On March 1, 1997, a group of thirty-five veteran political activists met in Chicago to discuss the state of the black-American left and the future of progressive U.S. politics. They decided to plan a large national meeting to be called the “Black Radical Congress,” bringing together a broad range of progressive organizations and individuals who were involved in socialist, Communist, lesbian and gay, feminist, and revolutionary black-nationalist political work. The Black Radical Congress (BRC) was held in Chicago on June 19–21, 1998, and attracted more than two thousand African-American activists. The BRC established a network of local organizing committees, and its members became involved in a variety of political activities, including anti–police-brutality cases, economic-justice campaigns, and the struggle to defend public education. The documents below are the “Principles of Unity” that were approved at the initial 1997 Chicago organizing meeting, and served as the basis for the BRC’s national mobilization; the “Call to the Congress” issued in the fall of 1997 and circulated nationally; and the major policy document of the BRC, the “Black Freedom Agenda.” The “Freedom Agenda” was the product of several drafts and intense discussion over eighteen months. The version presented below was approved by the BRC’s national council in April 1999. The Freedom Agenda was largely inspired by the African National Congress’s “Freedom Charter,” the Black Panther Party’s “Ten-Point Program,” and the Combahee River Collective Statement of 1977.

PRINCIPLES OF UNITY

The Black Radical Congress will convene to establish a “center without walls” for transformative politics that will focus on the conditions of Black working and poor people. Recognizing contributions from diverse tendencies within Black Radicalism—including socialism, revolutionary nationalism and feminism—we are united in opposition to all forms of oppression, including class exploitation, racism, patriarchy, homophobia, anti-immigration prejudice and imperialism. We will begin with a gathering on June 19–21, 1998. From there we will identify proposals for action and establish paths forward. The Black Radical Congress does not intend to replace or displace existing organizations, parties or campaigns but will contribute to mobilizing unaffiliated individuals, as well as organizations, around common concerns.

  1. We recognize the diverse historical tendencies in the Black radical tradition including revolutionary nationalism, feminism and socialism.
  2. The technological revolution and capitalist globalization have changed the economy, labor force and class formations that need to inform our analysis and strategies. The increased class polarization created by these developments demands that we, as Black radicals, ally ourselves with the most oppressed sectors of our communities and society.
  3. Gender and sexuality can no longer be viewed solely as personal issues but must be a basic part of our analyses, politics and struggles.
  4. We reject racial and biological determinism, Black patriarchy and Black capitalism as solutions to problems facing Black people.
  5. We must see the struggle in global terms.
  6. We need to meet people where they are, taking seriously identity politics and single-issue reform groups, at the same time that we push for a larger vision that links these struggles.
  7. We must be democratic and inclusive in our dealings with one another, making room for constructive criticism and honest dissent within our ranks. There must be open venues for civil and comradely debates to occur.

● ● ●

The problem: Resume the text on the Black Radical Congress, picking up right after its final sentence.

● ● ●

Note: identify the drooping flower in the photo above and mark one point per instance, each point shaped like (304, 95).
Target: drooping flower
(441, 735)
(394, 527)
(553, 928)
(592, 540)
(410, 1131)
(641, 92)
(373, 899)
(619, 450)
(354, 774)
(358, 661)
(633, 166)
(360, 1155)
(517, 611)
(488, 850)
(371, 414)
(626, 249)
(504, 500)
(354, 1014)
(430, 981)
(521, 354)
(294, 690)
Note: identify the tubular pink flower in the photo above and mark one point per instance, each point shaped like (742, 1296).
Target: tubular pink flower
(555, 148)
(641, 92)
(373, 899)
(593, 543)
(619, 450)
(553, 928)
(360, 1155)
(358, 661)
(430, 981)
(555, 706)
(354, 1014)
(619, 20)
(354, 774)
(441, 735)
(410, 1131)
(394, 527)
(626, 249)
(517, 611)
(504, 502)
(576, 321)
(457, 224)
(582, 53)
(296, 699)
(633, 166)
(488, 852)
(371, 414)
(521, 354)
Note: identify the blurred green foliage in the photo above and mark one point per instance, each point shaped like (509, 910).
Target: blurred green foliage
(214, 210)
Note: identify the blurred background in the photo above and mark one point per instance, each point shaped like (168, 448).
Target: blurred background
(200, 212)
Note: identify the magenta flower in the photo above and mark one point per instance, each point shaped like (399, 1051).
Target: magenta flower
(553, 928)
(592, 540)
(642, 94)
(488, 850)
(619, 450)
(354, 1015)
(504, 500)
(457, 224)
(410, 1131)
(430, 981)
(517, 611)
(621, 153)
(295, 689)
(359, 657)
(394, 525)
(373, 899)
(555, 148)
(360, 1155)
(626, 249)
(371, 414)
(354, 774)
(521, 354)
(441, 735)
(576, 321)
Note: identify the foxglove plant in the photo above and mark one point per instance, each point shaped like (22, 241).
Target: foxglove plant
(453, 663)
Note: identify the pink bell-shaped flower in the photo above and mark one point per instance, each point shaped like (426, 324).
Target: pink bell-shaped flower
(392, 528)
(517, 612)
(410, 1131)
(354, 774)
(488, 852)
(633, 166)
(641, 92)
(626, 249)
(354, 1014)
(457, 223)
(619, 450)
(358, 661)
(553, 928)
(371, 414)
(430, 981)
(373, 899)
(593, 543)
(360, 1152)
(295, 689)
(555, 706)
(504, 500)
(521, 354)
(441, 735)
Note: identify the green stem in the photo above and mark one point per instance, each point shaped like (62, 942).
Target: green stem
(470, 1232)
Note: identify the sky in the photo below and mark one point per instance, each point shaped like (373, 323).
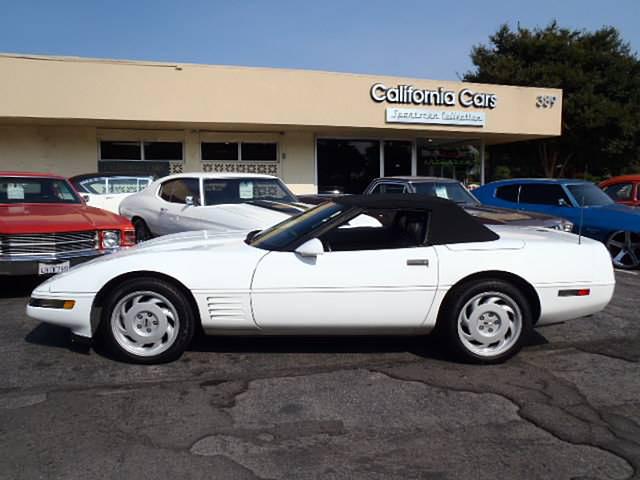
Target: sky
(413, 38)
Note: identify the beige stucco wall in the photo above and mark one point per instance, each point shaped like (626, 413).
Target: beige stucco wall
(62, 150)
(200, 95)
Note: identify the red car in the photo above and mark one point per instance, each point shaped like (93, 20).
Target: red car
(624, 189)
(46, 227)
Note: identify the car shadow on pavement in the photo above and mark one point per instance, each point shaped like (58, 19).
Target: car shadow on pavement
(50, 336)
(424, 346)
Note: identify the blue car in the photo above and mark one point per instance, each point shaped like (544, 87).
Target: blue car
(583, 203)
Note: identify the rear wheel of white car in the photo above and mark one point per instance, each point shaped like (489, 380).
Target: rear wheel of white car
(486, 321)
(624, 248)
(147, 320)
(142, 230)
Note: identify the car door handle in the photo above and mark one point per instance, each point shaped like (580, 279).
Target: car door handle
(422, 262)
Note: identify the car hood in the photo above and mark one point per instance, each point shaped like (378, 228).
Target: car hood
(244, 216)
(499, 216)
(51, 218)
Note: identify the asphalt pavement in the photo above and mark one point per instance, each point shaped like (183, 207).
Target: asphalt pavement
(567, 407)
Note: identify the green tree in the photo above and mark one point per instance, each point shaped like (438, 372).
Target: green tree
(600, 79)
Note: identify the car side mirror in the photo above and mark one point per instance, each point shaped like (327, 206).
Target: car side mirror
(310, 248)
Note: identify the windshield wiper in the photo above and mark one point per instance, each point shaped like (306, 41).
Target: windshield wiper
(251, 235)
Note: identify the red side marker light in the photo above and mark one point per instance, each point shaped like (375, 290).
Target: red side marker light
(581, 292)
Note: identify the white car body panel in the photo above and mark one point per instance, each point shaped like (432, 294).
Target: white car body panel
(380, 290)
(163, 217)
(110, 201)
(242, 289)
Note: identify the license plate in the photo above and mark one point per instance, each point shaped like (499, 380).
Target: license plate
(52, 268)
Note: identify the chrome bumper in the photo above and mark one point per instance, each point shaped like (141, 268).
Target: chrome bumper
(28, 265)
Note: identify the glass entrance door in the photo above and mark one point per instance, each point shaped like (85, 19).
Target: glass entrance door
(397, 158)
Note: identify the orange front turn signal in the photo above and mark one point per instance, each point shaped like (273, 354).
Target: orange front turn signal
(69, 304)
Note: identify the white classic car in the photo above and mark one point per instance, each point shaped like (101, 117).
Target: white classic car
(107, 190)
(219, 202)
(421, 264)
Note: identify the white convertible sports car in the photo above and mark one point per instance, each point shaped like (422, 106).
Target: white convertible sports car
(420, 264)
(219, 202)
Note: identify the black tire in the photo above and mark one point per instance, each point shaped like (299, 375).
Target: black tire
(142, 230)
(120, 345)
(459, 298)
(624, 248)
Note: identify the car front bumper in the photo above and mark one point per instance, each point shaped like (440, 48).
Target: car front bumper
(77, 319)
(30, 265)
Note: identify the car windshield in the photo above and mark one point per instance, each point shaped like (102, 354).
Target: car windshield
(588, 195)
(113, 185)
(286, 232)
(36, 190)
(242, 190)
(453, 191)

● ● ●

Answer to the problem:
  8. Our discussions should be informed not only by a critique of what now exists, but by serious efforts to forge a creative vision of a new society.
  9. We cannot limit ourselves to electoral politics—we must identify multiple sites of struggle.
  10. We must overcome divisions within the Black radical forces, such as those of generation, region and occupation. We must forge a common language that is accessible and relevant.
  11. Black radicals must build a national congress of radical forces in the Black community to strengthen radicalism as the legitimate voice of Black working and poor people, and to build organized resistance.

THE STRUGGLE CONTINUES: SETTING A BLACK LIBERATION AGENDA FOR THE 21ST CENTURY CHICAGO, ILLINOIS—JUNE 19–21, 1998

Black people face a deep crisis. Finding a way out of this mess requires new thinking, new vision, and a new spirit of resistance. We need a new movement of Black radicalism.

We know that America’s capitalist economy has completely failed us. Every day more of us are unemployed and imprisoned, homeless and hungry. Police brutality, violence and the international drug trade threaten our children with the greatest dangers since slavery. The politicians build more prisons but cut budgets for public schools, day care and health care. They slash welfare yet hire more cops. The government says working people must pay more taxes and receive fewer services, while the rich and the corporations grow fat. Black people and other oppressed people have the power to change the way things are today. But first we must unite against the real enemy.

Now is the time for a revival of the militant spirit of resistance that our people have always possessed, from the Abolitionist Movement to outlaw slavery to the Civil Rights Movement of the 1950s, from Black Power to the anti-apartheid campaign of the 1980s. Now is the time to rebuild a strong, uncompromising movement for human rights, full employment and self-determination. Now is the time for a new Black radicalism.

If you believe in the politics of Black liberation, join us in Chicago in 1998 at the Black Radical Congress. If you hate what capitalism has done to our community—widespread joblessness, drugs, violence and poverty—come to the Congress. If you are fed up with the corruption of the two-party system and want to develop a plan for real political change, come to the Congress. If you want to struggle against class exploitation, racism, sexism and homophobia, come to the Congress. The Black Radical Congress is for everyone ready to fight back: trade unionists and workers, youth and students, women, welfare recipients, lesbians and gays, public-housing tenants and the homeless, the elderly and people on fixed incomes, veterans, cultural workers and immigrants. You!

Sisters and Brothers, we stand at the edge of a new century. The moment for a new militancy and a new commitment to the liberation of all Black people, at home and abroad, has arrived. Let us build a national campaign toward the Black Radical Congress, setting in motion a renewed struggle to reclaim our historic role as the real voice of democracy in this country. Spread the word: “Without struggle, there is no progress!” Now’s the time!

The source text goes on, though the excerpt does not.